• _What to work on_
According to the text excerpt on the ingestor project's setup, what URL serves the Worker health check?

• _Text excerpt_

● ● ● ●

All ADRs are in docs/adrs/.


Tech stack

Concern Technology
Runtime .NET 10 (SDK 10.0.102)
API ASP.NET Core Minimal API
Web UI Blazor Server (ASP.NET Core)
ORM EF Core 10, Npgsql
Background jobs .NET Worker Host (BackgroundService)
Message broker RabbitMQ 3 (optional, via RabbitMQ.Client)
Logging Serilog (structured, console sink)
Tracing OpenTelemetry (ActivitySource per pipeline step)
Testing xUnit, FluentAssertions, Testcontainers, BenchmarkDotNet
API docs OpenAPI 3.1 (/scalar)
Containers Docker, Docker Compose
Container Registry Azure Container Registry (ACR)
CI/CD GitHub Actions (OIDC, Workload Identity Federation)
Deployment target Azure Container Apps

Quick start

Prerequisites: .NET 10 SDK and Docker

1. Configure environment

Create a .env file in the project root (a template is provided):

# Required
POSTGRES_PASSWORD=<your-db-password>
RABBITMQ_PASSWORD=<your-rabbitmq-password>
CONNECTION_STRING=Host=postgres;Port=5432;Database=ingestor;Username=ingestor;Password=<your-db-password>

# Optional — defaults shown
POSTGRES_DB=ingestor
POSTGRES_USER=ingestor
RABBITMQ_USER=guest

2. Start all services

docker compose up

This starts PostgreSQL, RabbitMQ, the API, and the Worker. The default docker-compose.yml uses the RabbitMQ strategy. To use the database strategy instead, set Dispatch__Strategy=Database on both api and worker services.

Service URL
Web UI http://localhost:8202
API http://localhost:8200
Interactive API docs http://localhost:8200/scalar
API health http://localhost:8200/health
Worker health http://localhost:8201/health
RabbitMQ Management UI http://localhost:15672

API endpoints

Method Endpoint Description
POST /api/imports Upload file and create job
GET /api/imports List jobs (filterable by status)
GET /api/imports/{id} Job detail with current status and batch progress
GET /api/imports/{id}/history Full audit trail
POST /api/imports/{id}/requeue Manually retry a failed job
GET /api/metrics/jobs Job counts by status
GET /api/metrics/processing Average duration and success rate

Testing

Project Scope Approach
Tests.Unit Parsers, validators, state machine, retry policy Pure unit tests, no I/O
Tests.Integration Full pipeline, batch import at scale, fault injection, stale-lock recovery Testcontainers (real PostgreSQL)
Tests.Architecture Layer dependency rules NetArchTest
Tests.Benchmarks DB queue vs. RabbitMQ throughput comparison BenchmarkDotNet
dotnet test Ingestor.slnx -c Release

Documentation


License

MIT

● ● ● ●

• _Excerpted records_

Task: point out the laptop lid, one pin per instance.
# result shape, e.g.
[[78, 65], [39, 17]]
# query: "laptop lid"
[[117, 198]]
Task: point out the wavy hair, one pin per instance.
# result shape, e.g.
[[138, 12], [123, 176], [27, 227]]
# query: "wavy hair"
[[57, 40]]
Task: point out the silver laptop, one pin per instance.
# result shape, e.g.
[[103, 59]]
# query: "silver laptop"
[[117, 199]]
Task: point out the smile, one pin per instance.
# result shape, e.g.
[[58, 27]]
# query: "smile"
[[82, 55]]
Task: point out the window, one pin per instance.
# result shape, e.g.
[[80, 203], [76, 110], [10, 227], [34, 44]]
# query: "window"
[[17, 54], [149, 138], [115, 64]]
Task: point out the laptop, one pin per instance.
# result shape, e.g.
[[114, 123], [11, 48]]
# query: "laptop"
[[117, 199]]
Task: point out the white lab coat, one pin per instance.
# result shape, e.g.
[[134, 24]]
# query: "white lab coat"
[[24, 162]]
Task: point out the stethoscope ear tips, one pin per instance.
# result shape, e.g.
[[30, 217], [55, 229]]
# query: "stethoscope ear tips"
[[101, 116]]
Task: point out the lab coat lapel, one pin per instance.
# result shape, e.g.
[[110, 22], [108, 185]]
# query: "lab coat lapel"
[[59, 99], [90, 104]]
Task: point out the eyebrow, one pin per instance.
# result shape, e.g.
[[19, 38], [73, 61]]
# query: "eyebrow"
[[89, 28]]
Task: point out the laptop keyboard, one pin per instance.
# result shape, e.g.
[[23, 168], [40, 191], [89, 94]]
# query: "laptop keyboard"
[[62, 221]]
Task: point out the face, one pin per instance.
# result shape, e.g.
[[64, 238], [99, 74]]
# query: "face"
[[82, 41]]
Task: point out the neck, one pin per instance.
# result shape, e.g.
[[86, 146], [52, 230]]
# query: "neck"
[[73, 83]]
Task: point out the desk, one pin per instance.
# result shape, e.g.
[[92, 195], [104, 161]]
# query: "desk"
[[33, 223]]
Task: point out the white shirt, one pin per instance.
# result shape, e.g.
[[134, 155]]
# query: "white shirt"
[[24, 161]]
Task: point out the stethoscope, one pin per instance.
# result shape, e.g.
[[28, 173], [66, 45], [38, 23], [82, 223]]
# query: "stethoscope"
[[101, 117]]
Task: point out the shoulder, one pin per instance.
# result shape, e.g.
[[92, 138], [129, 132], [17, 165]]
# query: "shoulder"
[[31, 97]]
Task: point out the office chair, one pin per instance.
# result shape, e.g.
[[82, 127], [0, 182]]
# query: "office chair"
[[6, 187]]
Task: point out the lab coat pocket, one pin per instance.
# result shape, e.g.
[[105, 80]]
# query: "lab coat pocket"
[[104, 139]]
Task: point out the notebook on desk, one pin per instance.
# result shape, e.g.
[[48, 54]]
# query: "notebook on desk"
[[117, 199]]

● ● ● ●

• _The answer_
http://localhost:8201/health